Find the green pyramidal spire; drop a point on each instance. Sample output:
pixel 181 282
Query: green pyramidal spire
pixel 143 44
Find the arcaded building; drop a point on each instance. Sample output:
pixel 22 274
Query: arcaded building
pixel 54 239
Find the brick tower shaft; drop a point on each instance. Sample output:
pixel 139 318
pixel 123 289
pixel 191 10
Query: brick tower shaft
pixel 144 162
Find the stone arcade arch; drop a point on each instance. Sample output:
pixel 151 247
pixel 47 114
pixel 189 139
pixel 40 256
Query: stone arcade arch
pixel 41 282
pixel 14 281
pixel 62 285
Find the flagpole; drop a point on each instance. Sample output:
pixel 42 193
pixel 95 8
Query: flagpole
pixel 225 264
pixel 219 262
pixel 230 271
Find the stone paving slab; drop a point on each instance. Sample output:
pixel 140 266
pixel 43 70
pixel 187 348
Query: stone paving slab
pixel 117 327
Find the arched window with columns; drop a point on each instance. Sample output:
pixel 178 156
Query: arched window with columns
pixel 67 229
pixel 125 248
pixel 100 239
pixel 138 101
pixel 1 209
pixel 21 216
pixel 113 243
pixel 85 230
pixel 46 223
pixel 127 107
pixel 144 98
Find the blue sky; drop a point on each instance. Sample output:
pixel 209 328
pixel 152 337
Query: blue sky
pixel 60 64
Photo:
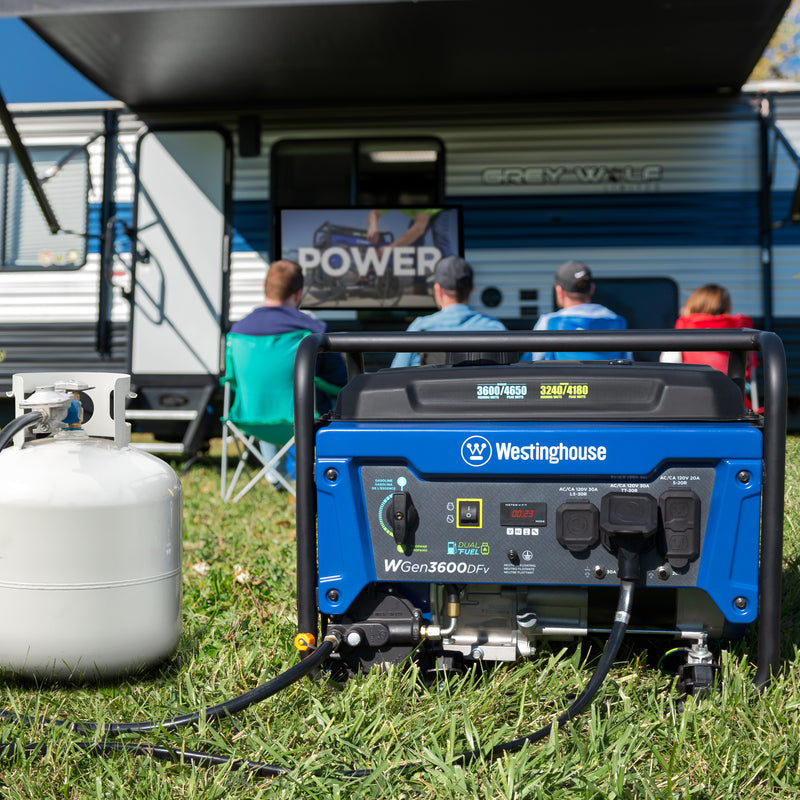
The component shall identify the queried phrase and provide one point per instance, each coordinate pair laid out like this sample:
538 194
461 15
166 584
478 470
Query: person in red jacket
710 307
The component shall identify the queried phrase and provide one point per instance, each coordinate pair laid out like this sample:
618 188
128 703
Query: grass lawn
634 741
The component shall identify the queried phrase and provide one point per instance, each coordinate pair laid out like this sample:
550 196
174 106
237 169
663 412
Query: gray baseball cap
453 273
574 276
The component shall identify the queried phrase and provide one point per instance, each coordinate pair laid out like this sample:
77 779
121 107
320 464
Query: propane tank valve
57 403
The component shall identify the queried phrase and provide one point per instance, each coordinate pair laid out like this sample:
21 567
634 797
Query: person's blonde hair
284 278
709 299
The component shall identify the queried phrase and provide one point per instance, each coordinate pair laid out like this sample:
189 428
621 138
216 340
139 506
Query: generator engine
469 512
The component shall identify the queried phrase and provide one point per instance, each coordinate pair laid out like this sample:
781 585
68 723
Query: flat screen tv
362 258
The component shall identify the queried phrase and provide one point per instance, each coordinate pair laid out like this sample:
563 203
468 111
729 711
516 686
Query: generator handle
774 433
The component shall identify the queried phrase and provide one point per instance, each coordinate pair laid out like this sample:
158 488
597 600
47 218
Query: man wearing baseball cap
452 284
574 288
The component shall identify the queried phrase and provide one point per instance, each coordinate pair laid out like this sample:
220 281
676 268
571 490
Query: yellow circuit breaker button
469 513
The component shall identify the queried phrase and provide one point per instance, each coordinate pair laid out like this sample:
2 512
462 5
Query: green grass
635 740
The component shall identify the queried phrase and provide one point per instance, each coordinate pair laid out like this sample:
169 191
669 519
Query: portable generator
470 511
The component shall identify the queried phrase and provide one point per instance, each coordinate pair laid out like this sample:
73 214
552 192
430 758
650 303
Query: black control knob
402 518
577 525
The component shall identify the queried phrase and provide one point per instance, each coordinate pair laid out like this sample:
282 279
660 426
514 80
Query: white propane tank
90 542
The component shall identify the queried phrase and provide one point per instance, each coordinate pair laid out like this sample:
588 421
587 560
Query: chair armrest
329 388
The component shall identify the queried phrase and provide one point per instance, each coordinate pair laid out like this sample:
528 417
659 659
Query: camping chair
258 404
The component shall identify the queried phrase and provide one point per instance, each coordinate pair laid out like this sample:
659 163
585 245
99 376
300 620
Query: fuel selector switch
680 517
577 525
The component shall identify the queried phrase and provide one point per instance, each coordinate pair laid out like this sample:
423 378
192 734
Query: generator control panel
545 532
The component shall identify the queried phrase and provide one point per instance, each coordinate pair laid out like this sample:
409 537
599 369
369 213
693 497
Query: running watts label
501 389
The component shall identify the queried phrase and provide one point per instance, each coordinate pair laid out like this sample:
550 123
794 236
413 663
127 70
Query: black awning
262 53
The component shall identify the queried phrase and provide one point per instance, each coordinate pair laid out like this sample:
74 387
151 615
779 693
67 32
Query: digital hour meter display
523 514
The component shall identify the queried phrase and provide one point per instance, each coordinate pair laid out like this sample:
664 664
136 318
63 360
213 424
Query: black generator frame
737 342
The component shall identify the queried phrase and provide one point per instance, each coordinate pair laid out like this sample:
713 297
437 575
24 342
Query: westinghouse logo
477 451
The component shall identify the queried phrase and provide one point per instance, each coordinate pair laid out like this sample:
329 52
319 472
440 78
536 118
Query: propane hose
19 424
220 710
285 679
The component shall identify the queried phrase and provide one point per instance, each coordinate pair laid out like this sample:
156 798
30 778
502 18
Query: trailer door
181 259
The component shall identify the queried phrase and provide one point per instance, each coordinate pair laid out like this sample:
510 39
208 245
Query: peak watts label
563 390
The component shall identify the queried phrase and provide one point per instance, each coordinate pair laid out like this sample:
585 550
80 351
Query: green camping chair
258 404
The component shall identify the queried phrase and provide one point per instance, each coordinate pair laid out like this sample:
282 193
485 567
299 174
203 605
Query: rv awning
261 53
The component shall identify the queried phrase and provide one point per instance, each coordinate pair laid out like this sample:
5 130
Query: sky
31 72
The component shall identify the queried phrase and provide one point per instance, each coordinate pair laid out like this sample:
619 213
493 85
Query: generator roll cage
738 342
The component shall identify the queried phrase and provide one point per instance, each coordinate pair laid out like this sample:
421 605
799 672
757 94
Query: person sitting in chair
280 314
452 285
574 289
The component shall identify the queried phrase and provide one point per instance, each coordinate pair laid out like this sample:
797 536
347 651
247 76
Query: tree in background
781 59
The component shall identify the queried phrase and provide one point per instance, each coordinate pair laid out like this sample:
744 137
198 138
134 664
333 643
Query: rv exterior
657 197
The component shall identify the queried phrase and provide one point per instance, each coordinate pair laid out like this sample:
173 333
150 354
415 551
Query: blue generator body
469 512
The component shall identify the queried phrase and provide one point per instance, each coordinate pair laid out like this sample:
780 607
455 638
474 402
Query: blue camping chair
258 405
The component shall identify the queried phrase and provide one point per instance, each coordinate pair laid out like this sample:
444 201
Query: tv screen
362 258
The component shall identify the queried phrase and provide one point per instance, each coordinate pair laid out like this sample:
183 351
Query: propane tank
90 537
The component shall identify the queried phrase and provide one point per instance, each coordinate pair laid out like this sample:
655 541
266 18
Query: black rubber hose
620 626
19 424
225 709
261 769
172 754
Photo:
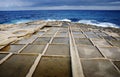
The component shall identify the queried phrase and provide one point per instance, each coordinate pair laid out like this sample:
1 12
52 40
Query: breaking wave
102 24
90 22
20 21
59 20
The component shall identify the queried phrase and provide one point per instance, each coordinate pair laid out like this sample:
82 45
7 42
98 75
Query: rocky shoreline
11 32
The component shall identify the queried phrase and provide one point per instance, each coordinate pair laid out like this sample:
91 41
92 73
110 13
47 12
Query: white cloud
14 3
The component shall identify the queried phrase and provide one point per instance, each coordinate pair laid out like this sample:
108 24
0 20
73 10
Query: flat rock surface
61 49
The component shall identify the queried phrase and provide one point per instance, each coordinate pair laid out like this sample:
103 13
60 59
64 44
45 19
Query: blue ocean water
100 18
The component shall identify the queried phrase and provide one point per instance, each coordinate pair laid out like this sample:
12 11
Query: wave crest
102 24
68 20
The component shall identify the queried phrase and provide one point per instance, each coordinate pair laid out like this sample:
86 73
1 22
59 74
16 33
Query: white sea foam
59 20
102 24
20 21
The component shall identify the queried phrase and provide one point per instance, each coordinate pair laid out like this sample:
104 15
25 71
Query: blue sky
59 4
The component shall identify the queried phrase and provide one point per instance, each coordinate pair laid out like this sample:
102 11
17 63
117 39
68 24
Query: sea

________________________

Task to carry out
Revise everything from the line containing "Find the blue" down to the line containing "pixel 60 64", replacing "blue sky" with "clear sky" and leaving the rest of those lines unchanged.

Written reply
Find the clear sky; drop a point on each instance. Sample output:
pixel 209 328
pixel 152 337
Query: clear sky
pixel 60 64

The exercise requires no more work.